◆ WHAT YOU SHOULD DO ◆
Your answer must consist of every line from the data below that includes the word "blue".
(DATA FOR THE TASK begins)
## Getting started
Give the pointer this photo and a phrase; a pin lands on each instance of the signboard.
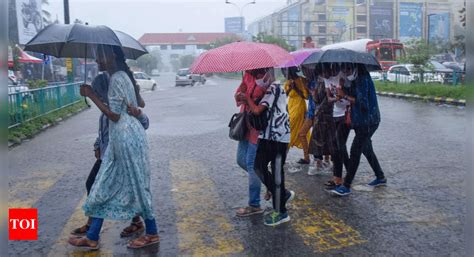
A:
(438, 27)
(29, 19)
(411, 21)
(381, 21)
(234, 25)
(342, 12)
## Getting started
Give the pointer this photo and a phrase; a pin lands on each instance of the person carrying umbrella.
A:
(122, 186)
(273, 144)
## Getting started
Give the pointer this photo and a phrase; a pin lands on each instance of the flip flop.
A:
(142, 241)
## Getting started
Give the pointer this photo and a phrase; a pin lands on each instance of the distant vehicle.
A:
(407, 73)
(443, 71)
(184, 78)
(144, 81)
(386, 51)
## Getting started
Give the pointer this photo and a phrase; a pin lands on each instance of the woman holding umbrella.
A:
(122, 187)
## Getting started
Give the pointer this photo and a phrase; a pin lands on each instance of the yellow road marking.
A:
(203, 226)
(26, 191)
(318, 228)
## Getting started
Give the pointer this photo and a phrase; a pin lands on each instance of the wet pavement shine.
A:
(197, 185)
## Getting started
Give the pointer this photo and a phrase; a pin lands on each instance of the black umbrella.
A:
(81, 41)
(343, 55)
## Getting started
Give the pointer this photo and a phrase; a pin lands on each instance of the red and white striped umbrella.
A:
(240, 56)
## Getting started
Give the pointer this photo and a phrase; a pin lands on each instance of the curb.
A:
(12, 144)
(440, 100)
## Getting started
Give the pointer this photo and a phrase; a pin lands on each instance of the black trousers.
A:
(340, 156)
(363, 144)
(92, 175)
(275, 153)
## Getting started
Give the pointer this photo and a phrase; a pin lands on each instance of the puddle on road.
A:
(187, 125)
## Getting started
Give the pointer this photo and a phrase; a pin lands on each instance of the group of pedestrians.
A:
(314, 110)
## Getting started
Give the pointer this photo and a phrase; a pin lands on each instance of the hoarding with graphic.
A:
(411, 21)
(381, 21)
(29, 19)
(341, 12)
(438, 27)
(234, 25)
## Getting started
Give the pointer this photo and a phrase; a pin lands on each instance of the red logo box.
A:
(23, 224)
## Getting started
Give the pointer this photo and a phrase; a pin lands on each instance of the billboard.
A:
(411, 20)
(438, 27)
(29, 19)
(381, 21)
(234, 25)
(342, 13)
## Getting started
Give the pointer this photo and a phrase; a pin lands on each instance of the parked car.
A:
(144, 81)
(443, 71)
(184, 78)
(408, 73)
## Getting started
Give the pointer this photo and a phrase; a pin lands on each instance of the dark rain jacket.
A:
(365, 110)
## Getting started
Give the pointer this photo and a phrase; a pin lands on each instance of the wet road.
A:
(197, 185)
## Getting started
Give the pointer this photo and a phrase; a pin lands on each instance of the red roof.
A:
(182, 38)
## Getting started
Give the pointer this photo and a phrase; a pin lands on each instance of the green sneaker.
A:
(276, 218)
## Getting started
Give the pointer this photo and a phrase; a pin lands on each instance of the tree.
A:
(223, 41)
(269, 39)
(186, 61)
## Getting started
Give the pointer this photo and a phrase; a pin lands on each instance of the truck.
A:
(386, 51)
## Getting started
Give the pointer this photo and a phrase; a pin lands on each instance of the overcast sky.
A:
(137, 17)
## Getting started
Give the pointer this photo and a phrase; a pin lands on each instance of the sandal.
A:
(81, 231)
(83, 243)
(303, 161)
(135, 228)
(249, 211)
(268, 196)
(144, 241)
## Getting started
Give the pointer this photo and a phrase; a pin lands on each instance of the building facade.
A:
(332, 21)
(174, 45)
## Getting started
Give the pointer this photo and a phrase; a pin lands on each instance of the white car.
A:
(144, 81)
(407, 73)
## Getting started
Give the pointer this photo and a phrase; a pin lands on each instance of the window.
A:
(322, 41)
(361, 30)
(361, 18)
(322, 29)
(178, 47)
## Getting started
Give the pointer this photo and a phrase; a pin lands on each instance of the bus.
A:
(386, 51)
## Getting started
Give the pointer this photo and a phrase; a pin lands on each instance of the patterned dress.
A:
(122, 187)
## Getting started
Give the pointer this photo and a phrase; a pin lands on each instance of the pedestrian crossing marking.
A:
(320, 229)
(26, 191)
(203, 226)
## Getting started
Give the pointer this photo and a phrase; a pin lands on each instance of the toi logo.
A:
(23, 224)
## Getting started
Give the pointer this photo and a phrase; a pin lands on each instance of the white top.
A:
(339, 108)
(280, 123)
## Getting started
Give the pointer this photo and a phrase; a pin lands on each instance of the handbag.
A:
(238, 126)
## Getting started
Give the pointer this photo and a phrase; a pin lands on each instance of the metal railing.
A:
(447, 78)
(31, 104)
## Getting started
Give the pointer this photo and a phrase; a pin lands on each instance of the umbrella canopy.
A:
(240, 56)
(343, 55)
(299, 56)
(81, 41)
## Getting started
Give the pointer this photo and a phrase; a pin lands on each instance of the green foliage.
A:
(185, 61)
(33, 84)
(269, 39)
(223, 41)
(434, 90)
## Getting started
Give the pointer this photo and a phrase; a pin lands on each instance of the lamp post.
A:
(241, 9)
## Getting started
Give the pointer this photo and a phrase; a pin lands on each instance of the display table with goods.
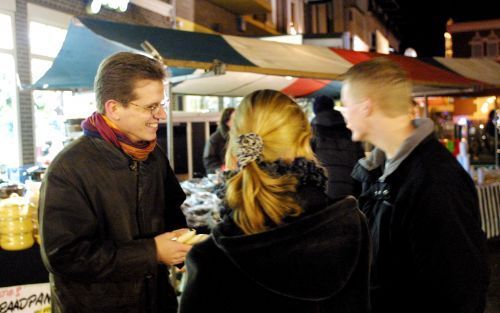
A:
(24, 283)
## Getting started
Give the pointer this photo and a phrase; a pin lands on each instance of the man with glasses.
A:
(422, 207)
(110, 202)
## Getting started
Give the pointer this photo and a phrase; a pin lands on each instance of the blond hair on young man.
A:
(385, 82)
(255, 196)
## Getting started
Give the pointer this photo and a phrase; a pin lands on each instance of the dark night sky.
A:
(422, 23)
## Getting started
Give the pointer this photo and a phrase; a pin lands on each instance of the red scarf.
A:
(98, 125)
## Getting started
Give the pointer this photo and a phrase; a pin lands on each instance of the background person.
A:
(334, 148)
(215, 148)
(285, 247)
(422, 207)
(109, 204)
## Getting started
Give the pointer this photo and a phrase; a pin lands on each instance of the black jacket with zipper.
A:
(99, 212)
(337, 153)
(317, 262)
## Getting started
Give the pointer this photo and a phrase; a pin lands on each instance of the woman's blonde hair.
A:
(255, 196)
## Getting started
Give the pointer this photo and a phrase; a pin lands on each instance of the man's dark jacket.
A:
(316, 263)
(214, 152)
(99, 213)
(428, 246)
(337, 153)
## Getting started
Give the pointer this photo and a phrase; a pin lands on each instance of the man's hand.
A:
(171, 252)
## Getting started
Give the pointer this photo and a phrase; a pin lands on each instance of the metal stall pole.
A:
(168, 85)
(170, 125)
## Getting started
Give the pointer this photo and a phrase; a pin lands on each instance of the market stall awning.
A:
(250, 64)
(481, 69)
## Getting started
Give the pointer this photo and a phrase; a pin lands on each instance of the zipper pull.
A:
(133, 166)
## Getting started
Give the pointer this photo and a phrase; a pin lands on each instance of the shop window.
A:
(49, 106)
(492, 42)
(38, 68)
(477, 46)
(38, 39)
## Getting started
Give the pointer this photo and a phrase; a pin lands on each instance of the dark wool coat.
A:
(318, 262)
(337, 153)
(99, 212)
(214, 152)
(428, 246)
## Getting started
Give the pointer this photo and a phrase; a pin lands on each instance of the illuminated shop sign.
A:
(94, 6)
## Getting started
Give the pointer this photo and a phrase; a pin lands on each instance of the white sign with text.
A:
(25, 298)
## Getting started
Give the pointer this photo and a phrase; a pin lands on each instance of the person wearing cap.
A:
(429, 252)
(334, 148)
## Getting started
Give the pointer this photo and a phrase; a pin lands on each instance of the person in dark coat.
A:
(110, 202)
(215, 148)
(334, 148)
(285, 246)
(429, 252)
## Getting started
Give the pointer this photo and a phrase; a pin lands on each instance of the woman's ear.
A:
(112, 109)
(367, 107)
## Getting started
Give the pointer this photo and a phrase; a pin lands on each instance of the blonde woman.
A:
(285, 246)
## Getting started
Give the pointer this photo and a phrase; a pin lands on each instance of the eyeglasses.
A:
(154, 108)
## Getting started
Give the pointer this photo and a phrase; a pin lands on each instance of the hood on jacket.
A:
(423, 128)
(311, 258)
(329, 119)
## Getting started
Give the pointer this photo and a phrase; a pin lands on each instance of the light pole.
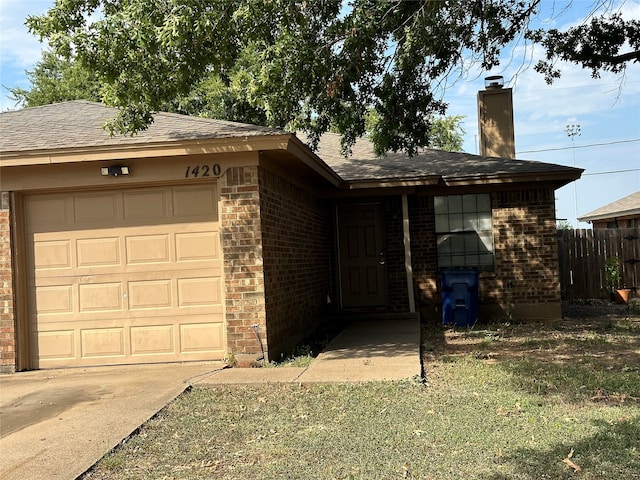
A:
(573, 130)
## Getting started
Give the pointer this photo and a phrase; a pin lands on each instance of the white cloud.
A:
(17, 45)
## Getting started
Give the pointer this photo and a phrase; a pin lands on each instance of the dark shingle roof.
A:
(629, 205)
(79, 123)
(364, 165)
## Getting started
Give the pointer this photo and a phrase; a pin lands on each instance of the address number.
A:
(203, 171)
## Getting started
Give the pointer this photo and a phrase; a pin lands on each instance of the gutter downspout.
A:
(407, 252)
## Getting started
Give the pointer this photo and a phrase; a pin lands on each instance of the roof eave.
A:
(558, 179)
(393, 183)
(247, 143)
(313, 161)
(605, 216)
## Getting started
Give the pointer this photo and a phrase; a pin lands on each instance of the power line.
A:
(579, 146)
(613, 171)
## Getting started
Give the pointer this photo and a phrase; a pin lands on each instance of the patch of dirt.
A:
(604, 334)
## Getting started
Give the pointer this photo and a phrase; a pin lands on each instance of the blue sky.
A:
(607, 109)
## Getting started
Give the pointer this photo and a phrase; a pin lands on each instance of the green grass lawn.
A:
(509, 401)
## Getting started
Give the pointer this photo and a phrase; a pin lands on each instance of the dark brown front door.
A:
(363, 271)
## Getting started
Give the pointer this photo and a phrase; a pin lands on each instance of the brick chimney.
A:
(495, 119)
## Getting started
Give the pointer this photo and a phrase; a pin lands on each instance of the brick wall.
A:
(394, 245)
(297, 239)
(7, 324)
(241, 239)
(525, 282)
(424, 254)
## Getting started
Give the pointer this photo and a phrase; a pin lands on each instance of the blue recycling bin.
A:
(459, 297)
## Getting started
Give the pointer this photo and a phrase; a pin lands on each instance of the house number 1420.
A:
(203, 171)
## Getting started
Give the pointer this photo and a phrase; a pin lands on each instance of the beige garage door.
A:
(127, 276)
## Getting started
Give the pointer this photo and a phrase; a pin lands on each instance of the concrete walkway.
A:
(369, 349)
(55, 424)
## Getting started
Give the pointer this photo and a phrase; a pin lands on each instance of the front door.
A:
(363, 271)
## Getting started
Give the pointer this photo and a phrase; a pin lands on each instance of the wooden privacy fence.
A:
(583, 253)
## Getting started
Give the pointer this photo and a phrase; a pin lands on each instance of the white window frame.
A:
(464, 231)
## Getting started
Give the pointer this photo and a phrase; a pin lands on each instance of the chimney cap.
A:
(494, 81)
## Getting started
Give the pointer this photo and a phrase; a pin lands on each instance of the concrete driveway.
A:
(55, 424)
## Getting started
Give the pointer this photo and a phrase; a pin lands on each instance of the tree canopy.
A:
(311, 65)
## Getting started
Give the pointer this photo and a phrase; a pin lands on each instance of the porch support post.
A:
(407, 252)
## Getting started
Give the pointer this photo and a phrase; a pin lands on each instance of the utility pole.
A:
(573, 130)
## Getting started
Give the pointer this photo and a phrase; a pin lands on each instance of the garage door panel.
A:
(189, 202)
(197, 246)
(52, 254)
(150, 294)
(98, 252)
(153, 340)
(201, 337)
(102, 342)
(145, 205)
(125, 276)
(49, 212)
(142, 249)
(102, 208)
(196, 292)
(54, 299)
(56, 345)
(100, 297)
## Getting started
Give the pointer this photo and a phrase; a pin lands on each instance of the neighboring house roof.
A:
(38, 134)
(627, 206)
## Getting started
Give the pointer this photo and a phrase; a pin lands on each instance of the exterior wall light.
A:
(114, 171)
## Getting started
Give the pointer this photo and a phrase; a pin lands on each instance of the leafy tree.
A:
(309, 65)
(57, 79)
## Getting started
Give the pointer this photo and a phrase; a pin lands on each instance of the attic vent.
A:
(494, 81)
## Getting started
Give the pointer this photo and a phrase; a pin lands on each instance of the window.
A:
(464, 231)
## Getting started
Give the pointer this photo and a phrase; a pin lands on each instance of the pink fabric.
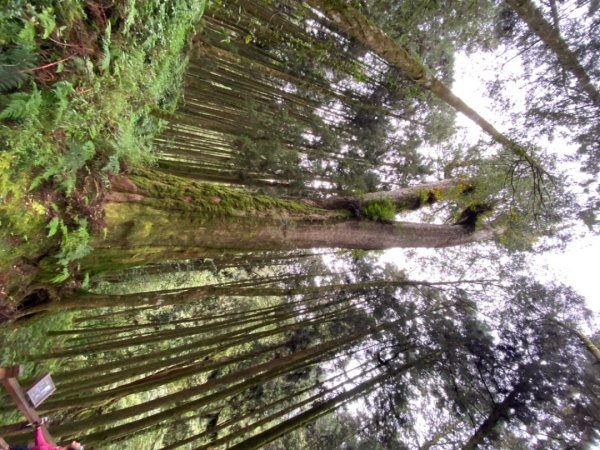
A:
(40, 442)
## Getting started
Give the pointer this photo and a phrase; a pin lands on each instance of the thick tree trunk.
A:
(551, 37)
(406, 198)
(152, 216)
(321, 408)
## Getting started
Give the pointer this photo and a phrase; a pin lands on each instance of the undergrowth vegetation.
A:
(82, 87)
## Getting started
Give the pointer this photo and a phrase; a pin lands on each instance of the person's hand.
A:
(40, 422)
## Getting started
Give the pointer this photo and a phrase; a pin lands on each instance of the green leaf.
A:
(53, 226)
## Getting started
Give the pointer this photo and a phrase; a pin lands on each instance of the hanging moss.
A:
(380, 210)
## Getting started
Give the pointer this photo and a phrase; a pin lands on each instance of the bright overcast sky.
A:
(577, 265)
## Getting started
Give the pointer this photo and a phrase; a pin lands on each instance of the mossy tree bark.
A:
(151, 216)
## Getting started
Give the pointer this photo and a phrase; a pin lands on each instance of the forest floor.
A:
(82, 86)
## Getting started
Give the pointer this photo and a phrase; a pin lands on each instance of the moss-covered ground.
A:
(82, 87)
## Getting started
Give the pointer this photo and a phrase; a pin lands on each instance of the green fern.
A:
(22, 105)
(62, 91)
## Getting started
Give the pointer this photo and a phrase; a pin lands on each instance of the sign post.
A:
(14, 389)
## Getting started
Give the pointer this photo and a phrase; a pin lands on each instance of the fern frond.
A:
(22, 105)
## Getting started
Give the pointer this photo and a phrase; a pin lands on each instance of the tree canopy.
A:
(227, 289)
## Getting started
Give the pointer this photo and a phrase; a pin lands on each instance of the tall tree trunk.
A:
(161, 216)
(363, 30)
(551, 37)
(499, 412)
(321, 408)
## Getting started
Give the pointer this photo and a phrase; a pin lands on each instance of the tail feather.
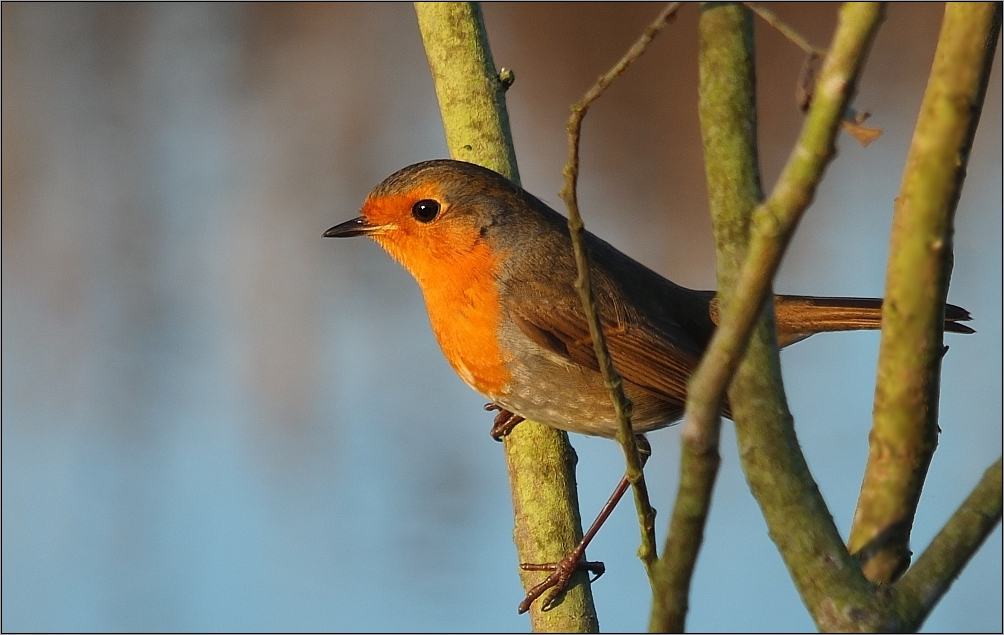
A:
(799, 316)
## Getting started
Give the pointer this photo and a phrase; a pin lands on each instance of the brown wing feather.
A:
(642, 358)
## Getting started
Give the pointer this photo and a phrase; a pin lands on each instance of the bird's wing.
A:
(661, 363)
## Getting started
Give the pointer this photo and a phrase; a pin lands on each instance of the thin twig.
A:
(793, 36)
(621, 405)
(928, 581)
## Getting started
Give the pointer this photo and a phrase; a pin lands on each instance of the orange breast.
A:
(463, 302)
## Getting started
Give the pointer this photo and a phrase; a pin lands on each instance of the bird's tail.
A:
(799, 316)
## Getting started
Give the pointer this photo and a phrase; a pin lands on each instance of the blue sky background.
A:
(213, 419)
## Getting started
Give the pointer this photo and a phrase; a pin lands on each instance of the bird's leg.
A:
(562, 572)
(504, 422)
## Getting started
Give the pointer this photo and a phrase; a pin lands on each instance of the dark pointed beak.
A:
(355, 227)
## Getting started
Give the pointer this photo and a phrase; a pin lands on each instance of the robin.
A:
(496, 268)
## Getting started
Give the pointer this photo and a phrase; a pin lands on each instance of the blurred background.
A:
(213, 419)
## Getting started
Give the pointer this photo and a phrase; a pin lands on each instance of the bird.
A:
(497, 272)
(496, 269)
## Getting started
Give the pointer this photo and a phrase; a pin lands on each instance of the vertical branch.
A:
(775, 220)
(540, 460)
(927, 581)
(827, 579)
(905, 430)
(583, 283)
(727, 106)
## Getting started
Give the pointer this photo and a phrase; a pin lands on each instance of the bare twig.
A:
(927, 581)
(793, 36)
(621, 405)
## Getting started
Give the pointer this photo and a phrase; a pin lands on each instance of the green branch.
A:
(540, 460)
(828, 580)
(727, 106)
(774, 222)
(905, 430)
(927, 581)
(583, 283)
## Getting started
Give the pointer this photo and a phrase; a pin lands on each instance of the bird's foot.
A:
(504, 422)
(557, 582)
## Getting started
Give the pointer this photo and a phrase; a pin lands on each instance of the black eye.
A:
(426, 210)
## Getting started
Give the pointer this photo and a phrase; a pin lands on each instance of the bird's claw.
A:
(504, 422)
(557, 582)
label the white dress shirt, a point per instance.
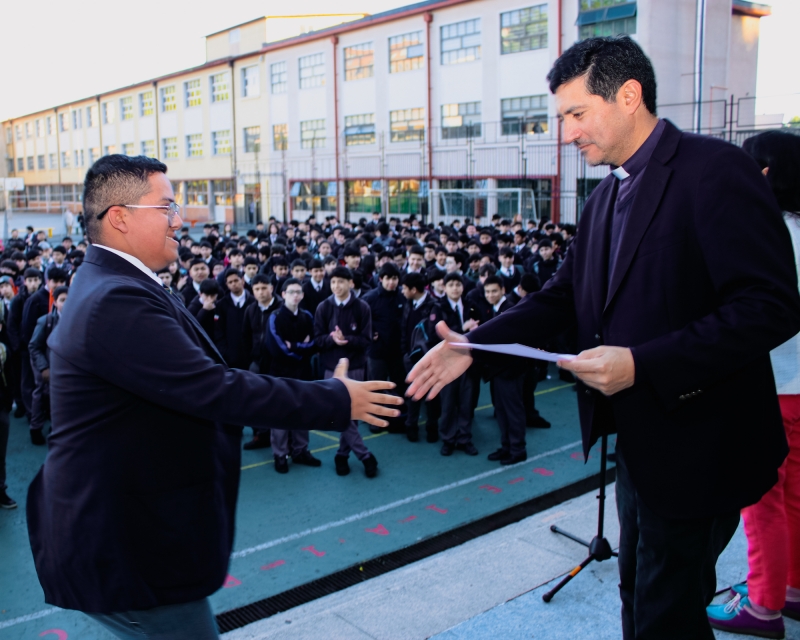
(DATA FOR THE TASK ends)
◆ RESULT OF THIS EXERCISE ◆
Give the pointer this photo and a phrase; a pin lands on each instance of the blue sky.
Give the pointer this photo and a phrase; a pin lands on each instance of the blue recycling bin.
Give the pointer this photo and a phrase; a pin lands on each instance of the blue sky background.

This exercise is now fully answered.